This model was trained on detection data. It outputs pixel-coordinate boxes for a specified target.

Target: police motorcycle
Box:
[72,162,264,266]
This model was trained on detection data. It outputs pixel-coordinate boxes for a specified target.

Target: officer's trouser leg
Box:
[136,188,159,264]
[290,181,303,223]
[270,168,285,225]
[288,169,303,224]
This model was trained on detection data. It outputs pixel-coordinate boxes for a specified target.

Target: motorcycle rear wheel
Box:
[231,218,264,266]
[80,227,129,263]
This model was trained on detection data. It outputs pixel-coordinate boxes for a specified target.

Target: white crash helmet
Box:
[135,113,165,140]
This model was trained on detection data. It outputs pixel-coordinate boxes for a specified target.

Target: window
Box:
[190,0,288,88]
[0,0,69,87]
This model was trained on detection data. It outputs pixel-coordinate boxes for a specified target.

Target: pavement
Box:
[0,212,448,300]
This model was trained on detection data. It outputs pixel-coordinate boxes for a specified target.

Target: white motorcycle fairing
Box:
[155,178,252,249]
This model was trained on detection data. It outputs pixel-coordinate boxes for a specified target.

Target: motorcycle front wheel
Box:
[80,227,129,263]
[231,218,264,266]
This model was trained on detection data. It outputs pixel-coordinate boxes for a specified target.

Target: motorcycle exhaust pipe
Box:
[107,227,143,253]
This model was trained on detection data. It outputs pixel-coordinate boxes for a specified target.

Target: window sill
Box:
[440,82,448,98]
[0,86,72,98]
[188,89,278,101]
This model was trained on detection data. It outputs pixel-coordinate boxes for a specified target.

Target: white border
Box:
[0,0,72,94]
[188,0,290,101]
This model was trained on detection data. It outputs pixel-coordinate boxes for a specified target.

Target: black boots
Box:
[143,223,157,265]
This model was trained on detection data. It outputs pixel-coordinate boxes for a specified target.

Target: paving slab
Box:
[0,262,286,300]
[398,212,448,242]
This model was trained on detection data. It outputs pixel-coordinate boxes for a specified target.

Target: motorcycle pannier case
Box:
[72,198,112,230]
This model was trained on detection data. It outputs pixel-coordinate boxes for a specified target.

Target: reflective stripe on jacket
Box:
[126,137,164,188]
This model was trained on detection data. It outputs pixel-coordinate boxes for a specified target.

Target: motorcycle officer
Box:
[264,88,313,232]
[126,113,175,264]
---------------
== Task requirements ==
Starting at the top of the listing and stopping after the line that contains "[135,113,165,140]", rewrite those lines with "motorcycle" switched to "motorbike" and nothing else altered.

== Expected answer ==
This model was trained on detection data. It outputs pixel-coordinate boxes for a specified target.

Target: police motorbike
Box:
[72,162,264,266]
This model was trained on detection data. It outputs pixel-coordinate boxes for a specified target.

Target: officer's trouser leg
Box:
[136,188,159,264]
[290,181,303,223]
[270,168,285,225]
[288,169,303,224]
This model was trained on detection data. It outputs pixel-coordinate boxes for a specified target.

Target: motorbike rear wheel
Box:
[231,218,264,266]
[80,227,129,263]
This model was trained on detection data. It outputs pixel-coordinate boxes for a specified target.

Target: white crash helmet
Box:
[135,113,165,140]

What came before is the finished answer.